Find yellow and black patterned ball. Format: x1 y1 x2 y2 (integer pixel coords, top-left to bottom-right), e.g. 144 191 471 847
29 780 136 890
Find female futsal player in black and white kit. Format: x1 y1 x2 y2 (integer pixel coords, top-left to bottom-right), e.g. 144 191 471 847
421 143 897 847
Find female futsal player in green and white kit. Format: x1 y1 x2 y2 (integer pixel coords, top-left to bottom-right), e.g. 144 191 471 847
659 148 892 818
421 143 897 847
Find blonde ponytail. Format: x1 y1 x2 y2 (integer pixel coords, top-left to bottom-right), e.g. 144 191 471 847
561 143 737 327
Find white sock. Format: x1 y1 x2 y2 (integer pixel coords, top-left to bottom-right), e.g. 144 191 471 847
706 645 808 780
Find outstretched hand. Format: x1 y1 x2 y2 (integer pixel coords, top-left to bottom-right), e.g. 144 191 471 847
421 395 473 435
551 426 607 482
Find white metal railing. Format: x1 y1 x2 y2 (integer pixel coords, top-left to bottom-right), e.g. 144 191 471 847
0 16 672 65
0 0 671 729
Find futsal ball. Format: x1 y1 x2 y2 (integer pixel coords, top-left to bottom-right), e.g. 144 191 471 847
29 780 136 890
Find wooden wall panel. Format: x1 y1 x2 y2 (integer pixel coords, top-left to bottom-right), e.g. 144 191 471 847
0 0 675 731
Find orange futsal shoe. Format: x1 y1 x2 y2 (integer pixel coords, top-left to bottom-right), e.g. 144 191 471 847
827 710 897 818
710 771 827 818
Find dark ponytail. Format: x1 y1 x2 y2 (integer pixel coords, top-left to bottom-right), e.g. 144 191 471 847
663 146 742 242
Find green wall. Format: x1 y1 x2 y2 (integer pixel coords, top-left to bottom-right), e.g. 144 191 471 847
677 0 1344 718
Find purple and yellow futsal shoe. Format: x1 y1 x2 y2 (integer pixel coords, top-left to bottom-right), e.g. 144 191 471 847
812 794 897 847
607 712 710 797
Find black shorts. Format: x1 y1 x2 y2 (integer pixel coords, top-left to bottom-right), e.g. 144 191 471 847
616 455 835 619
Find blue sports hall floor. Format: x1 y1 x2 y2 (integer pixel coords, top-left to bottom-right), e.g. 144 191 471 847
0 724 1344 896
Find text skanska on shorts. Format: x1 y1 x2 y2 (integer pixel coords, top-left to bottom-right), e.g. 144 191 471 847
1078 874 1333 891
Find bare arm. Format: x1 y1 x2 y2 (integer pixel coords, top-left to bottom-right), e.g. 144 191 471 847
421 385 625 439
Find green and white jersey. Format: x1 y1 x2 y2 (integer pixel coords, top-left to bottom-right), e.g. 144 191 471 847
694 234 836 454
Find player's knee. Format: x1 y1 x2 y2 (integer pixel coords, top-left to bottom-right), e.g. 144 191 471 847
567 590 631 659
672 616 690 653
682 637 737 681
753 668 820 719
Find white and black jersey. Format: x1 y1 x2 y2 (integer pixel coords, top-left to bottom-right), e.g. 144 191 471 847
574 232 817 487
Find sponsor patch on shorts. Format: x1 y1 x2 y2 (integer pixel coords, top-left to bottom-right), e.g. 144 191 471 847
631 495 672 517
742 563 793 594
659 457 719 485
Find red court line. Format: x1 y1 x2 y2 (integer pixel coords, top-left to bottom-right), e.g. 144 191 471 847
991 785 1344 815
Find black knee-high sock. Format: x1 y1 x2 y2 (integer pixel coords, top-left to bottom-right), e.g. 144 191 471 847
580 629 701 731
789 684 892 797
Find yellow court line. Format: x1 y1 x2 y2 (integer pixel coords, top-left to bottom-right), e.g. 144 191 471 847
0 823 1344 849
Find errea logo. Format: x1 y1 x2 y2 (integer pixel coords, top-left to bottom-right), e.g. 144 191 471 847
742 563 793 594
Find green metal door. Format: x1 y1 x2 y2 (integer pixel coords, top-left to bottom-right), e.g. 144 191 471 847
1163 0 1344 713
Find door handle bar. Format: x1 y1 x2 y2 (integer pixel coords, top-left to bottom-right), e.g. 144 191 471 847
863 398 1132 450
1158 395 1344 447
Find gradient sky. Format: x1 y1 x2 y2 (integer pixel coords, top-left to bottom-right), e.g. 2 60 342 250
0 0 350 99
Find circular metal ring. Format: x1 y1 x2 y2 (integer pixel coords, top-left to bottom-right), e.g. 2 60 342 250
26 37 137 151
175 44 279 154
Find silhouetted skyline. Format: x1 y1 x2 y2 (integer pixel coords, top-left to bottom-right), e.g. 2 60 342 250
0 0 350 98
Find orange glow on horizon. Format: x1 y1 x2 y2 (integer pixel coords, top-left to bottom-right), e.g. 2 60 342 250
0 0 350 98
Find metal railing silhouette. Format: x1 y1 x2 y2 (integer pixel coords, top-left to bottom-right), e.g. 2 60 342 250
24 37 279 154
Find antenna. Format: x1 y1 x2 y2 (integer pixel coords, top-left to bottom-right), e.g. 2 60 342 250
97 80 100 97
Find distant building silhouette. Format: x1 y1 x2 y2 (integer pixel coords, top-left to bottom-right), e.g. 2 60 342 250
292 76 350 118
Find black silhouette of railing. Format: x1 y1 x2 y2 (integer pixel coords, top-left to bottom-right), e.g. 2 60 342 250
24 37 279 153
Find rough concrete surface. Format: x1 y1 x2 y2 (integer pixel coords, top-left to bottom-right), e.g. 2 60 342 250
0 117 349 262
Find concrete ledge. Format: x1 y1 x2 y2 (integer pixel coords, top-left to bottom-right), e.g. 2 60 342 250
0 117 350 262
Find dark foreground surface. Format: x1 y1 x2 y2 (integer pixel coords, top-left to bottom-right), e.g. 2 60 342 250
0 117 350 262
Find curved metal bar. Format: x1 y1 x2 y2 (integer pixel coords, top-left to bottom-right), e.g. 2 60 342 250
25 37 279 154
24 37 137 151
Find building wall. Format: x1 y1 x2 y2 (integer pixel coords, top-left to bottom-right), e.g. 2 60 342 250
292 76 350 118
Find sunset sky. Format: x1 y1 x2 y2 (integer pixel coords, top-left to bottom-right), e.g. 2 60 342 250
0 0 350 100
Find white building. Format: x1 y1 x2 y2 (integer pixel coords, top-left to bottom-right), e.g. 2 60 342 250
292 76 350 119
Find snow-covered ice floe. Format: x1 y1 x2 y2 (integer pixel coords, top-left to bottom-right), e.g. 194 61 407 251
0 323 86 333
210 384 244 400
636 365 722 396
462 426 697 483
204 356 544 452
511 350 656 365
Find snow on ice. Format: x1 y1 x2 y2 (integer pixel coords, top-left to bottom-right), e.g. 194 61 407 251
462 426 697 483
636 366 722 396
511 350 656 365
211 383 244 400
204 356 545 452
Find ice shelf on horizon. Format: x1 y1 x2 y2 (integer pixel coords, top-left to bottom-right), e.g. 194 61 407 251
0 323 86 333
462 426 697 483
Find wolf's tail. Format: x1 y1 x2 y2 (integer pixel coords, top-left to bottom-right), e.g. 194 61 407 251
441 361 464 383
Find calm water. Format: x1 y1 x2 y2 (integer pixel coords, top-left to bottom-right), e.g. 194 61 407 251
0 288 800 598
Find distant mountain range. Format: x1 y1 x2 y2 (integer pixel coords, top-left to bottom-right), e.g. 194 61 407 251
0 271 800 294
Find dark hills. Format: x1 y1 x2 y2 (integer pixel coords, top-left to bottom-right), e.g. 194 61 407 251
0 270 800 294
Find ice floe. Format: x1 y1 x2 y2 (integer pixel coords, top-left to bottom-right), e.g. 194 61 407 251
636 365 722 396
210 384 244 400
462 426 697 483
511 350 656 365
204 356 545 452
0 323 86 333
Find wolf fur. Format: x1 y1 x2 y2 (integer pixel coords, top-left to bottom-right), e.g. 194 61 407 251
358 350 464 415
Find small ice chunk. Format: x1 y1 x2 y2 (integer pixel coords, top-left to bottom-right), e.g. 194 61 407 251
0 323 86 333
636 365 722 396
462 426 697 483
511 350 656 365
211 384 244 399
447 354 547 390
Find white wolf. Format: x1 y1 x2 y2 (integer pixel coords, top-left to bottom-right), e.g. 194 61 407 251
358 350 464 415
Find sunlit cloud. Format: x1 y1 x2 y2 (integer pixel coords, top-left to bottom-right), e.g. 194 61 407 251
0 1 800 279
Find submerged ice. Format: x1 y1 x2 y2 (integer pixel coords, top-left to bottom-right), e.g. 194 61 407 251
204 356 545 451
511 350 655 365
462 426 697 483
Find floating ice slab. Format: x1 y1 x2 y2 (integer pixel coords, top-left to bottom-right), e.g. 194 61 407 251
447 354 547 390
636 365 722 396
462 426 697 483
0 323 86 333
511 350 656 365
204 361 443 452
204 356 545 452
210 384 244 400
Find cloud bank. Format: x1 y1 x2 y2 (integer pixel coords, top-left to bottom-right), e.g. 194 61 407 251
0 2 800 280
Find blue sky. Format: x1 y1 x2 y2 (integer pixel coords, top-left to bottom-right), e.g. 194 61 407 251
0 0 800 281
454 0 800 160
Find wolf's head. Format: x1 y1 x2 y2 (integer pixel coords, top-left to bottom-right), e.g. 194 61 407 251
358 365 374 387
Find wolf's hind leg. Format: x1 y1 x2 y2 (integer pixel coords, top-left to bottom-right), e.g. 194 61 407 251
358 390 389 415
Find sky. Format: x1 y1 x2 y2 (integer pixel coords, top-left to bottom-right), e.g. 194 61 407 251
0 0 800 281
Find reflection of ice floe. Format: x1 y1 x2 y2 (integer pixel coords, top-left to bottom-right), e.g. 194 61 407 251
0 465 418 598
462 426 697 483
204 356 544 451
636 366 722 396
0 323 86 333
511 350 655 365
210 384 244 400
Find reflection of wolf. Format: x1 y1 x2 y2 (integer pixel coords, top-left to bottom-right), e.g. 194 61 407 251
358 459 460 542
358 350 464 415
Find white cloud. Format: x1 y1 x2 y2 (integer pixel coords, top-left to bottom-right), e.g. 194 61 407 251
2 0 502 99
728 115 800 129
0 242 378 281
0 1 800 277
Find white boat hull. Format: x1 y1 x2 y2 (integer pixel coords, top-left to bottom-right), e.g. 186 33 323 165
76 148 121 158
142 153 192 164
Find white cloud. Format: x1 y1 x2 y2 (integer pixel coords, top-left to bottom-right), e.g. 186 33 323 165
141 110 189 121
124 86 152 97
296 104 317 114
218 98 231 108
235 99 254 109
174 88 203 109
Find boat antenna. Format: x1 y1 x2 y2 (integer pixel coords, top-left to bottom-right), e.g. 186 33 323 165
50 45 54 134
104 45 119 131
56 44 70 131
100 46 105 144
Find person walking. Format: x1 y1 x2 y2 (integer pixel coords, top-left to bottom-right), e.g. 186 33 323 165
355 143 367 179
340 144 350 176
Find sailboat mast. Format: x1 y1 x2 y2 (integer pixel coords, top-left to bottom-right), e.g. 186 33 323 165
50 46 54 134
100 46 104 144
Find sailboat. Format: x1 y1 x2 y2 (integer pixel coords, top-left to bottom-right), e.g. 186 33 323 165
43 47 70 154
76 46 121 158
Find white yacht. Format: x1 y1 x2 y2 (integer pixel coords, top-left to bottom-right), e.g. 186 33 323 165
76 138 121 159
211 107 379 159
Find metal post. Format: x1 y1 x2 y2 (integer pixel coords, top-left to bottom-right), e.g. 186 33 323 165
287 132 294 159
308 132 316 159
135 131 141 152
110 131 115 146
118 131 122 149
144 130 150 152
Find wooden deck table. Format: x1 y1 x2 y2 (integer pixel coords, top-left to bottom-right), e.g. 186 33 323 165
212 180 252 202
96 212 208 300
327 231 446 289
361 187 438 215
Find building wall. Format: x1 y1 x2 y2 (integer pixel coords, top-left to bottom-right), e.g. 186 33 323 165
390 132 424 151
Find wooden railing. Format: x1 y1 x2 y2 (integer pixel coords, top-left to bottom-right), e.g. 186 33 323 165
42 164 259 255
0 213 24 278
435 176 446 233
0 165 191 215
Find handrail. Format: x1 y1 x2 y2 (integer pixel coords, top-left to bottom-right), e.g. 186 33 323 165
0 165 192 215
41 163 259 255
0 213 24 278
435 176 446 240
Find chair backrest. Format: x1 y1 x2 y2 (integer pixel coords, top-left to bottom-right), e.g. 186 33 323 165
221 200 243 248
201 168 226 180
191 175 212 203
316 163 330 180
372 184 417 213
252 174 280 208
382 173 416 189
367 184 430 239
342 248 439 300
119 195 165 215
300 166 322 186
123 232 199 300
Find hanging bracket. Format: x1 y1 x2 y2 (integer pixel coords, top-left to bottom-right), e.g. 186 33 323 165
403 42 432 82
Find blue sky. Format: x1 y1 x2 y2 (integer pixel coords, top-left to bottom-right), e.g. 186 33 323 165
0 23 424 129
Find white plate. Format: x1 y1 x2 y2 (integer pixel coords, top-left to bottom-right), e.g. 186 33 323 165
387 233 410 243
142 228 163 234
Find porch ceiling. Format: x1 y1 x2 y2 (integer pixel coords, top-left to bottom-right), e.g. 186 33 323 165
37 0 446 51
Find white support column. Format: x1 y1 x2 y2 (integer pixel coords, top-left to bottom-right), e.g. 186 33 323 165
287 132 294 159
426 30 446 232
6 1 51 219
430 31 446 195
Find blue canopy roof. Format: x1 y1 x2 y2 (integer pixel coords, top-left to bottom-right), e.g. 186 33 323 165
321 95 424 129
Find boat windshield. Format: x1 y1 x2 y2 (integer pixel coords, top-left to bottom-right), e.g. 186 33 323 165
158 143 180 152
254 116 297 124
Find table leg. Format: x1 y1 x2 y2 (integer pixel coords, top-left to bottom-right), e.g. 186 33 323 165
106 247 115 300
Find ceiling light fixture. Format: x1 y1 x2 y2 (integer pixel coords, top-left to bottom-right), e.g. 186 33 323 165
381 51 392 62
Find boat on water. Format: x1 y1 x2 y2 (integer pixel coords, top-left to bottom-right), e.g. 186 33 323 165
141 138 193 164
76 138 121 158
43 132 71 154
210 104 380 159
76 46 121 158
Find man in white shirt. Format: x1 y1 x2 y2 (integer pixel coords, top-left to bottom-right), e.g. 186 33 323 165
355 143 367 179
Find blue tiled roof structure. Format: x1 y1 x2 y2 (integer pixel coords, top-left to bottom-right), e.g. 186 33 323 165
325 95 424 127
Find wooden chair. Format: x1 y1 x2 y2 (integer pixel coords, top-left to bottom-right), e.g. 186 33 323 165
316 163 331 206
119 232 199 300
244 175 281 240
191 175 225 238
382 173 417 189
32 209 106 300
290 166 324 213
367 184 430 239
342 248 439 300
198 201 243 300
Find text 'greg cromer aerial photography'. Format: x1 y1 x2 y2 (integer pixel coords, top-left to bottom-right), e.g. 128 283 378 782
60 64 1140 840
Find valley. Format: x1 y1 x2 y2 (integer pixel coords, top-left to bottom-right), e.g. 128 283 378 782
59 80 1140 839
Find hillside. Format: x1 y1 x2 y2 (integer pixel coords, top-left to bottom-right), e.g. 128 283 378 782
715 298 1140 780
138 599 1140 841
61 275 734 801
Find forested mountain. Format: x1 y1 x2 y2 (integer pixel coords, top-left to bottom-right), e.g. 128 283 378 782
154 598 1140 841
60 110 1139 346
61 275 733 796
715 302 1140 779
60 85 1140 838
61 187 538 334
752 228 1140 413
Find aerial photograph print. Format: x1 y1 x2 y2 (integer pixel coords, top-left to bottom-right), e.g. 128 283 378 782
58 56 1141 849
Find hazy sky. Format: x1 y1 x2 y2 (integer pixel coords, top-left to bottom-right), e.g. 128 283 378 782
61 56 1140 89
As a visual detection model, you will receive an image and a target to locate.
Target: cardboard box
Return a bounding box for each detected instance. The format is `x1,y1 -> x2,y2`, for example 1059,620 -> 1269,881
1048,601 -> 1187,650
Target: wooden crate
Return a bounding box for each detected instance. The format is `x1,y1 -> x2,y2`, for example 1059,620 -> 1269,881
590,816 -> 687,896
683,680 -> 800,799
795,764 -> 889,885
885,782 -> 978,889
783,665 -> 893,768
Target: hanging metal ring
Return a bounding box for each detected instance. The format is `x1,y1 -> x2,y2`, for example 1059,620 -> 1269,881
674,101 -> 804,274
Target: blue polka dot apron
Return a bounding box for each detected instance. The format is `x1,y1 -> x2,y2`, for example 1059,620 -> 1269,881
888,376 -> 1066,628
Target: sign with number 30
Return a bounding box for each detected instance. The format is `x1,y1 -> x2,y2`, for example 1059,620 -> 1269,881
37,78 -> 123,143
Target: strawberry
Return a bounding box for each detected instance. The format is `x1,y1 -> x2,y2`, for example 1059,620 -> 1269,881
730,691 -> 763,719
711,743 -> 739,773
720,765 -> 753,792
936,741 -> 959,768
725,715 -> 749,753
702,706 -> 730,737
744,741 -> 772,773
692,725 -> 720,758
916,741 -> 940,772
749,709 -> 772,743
•••
» Objective:
Swap "wooden" for "timber" in the entries from the line with "Find futsal ball." to the line with "0 0 675 731", and reproduce those lines with nothing else altered.

» Correct output:
Find futsal ball. Format: x1 y1 x2 y2 (integer pixel coords, top-left to bottom-right), e.g. 144 191 471 847
29 780 136 890
Find timber wall panel. Format: x1 y1 x2 y2 (integer pixel coords, top-left to bottom-right), e.g. 144 191 471 847
0 0 675 731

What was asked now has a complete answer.